• **WRITTEN INSTRUCTION**: Continue the summary of Zizek's reading of Hegel on habit and the self below, starting right after its last sentence.

Mythology, Madness and Laughter – Discipline Between Two Freedoms 2.2-2.4

The latest summary for our reading group has been provided by Jeremy Ridenour who is a graduate student working in psychoanalysis and blogs on philosophy, religion and psychoanalysis at JRidenour. – APS

Zizek begins this section on the auto-poesis of the self by exploring the relationship between chaos and order. A major problem in evolutionary cognitivism is to explain how a distinct self-same organism emerges out of its environment. That is to say, how can we account for the cell’s membrane, which serves to delineate the boundaries between the cell and its surroundings? Zizek believes that this problem between the inside and the outside can only be explained when, “the One of an organism as a Whole retroactively ‘posits’ as its result, as that which it dominates and regulates, the set of its own causes” (106). Based on Hegel’s understanding of the infinite as self-limitation, Zizek concludes that the cell is thus true infinity insofar as it imposes its own boundary (i.e. membrane) and does not rely on its environment to set limits.

Next, Zizek outlines Hegel’s understanding of origin of human habits. “In his genealogy, Hegel conceives habit as the third, concluding, moment of the dialectical process of the Soul, whose structure follows the triad of notion – judgment – syllogism (107). The dialectic begins with the sentient self, which is simply an undifferentiated sensing object that Zizek compares to Freud’s notion of oceanic feeling. At this lowest level, the Soul lacks self-reflection. In judgment, the next movement, the Self has the ability to feel itself, which poses the unique problem of how it can serve as both the form and content of feeling. As Zizek puts it quite aptly, “the frame itself has to become part of the enframed content” (108). The exact problem is the self’s inability to grasp the frame itself since everything that is perceived is always already filtered through that frame. Zizek enlists Deleuze’s notion of the virtual (i.e. the actuality of the possible) to serve as a way out of this dilemma. According to Zizek, the self’s self-consciousness is in fact the actuality of its possibility. Within Kant’s philosophy we run up against a limit precisely when the self’s phenomenal experience of itself would suggest that the self could have access to the noumenal.

• **MATERIAL SHOWN**:

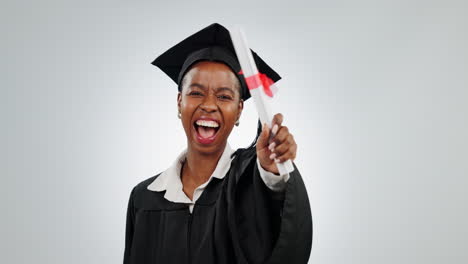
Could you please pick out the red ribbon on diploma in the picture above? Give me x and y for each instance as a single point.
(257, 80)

--

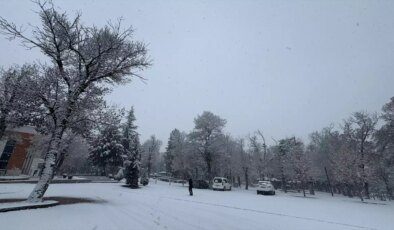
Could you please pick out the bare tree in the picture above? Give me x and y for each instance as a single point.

--

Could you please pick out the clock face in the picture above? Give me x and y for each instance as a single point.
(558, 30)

• **EXPECTED ANSWER**:
Hegel frames the problem in this way, “the subject finds itself in contradiction between the totality systematized in its consciousness, and the particular determination which, in itself, is not fluid and is not reduced to its proper place and rank. This is mental derangement” (110). Zizek urges us to read Hegel as saying that madness is always a potentiality of man’s ontological position. Moreover, sanity can only ever emerge by overcoming the potential threat of insanity. For Hegel, “in a habit, the subject finds a way to ‘possess itself,’ to stabilize its own inner content in ‘having’ as its property a habit, i.e., not a positive actual feature, but a virtual entity, a universal disposition to (re)act in a certain way. Habit and madness are to be thought together: habit is the way to stabilize the imbalance of madness” (112).

To properly understand the relationship between the soul and the body, we must always think the two together. That is to say the body is always already impregnated with the soul, and the soul must be embodied to manifest itself. This closed circle can only be broken through by the moment of judgment in which a “self-referentiality which twists the circle into itself” (113). Zizek goes on to say that “the process of corporeal self-expression has no pre-existing referent as its mooring point: the entire movement is thoroughly self-referential, it is only through the process of ‘expression’ (externalization in bodily signs) that the expressed Inner Self (the content of these signs) is retroactively created” (113). This “lack of any ontological guarantee” (113) leads him to conclude that our behaviors and speech acts are always potentially threatened by irony. Namely when I say A, it always possible that I mean to imply non-A. He goes on to argue that it is possible that the emotions I present in my persona (mask) may be more representative of my true self than how I truly feel in my inner self. Hence, the violent personas that people often adopt in video games that are completely at odds with how they conduct themselves in society, might be truer expressions of the real self. Thus the persona people present in public might actually be a false mask that conceals the true violent self. Habit can break out of this dilemma by “putting truth in ‘mindless’ expressions” (114). Moreover, habit is unique insofar as it literally signifies nothing. Zizek goes on to connect this with the Lacanian signifier that “represents the subject for another signifier” (115). “The ‘nothing’ is the void of the subject itself, so that the absence of an ultimate reference means that the absence itself is the ultimate reference, and this absence is the subject itself” (115).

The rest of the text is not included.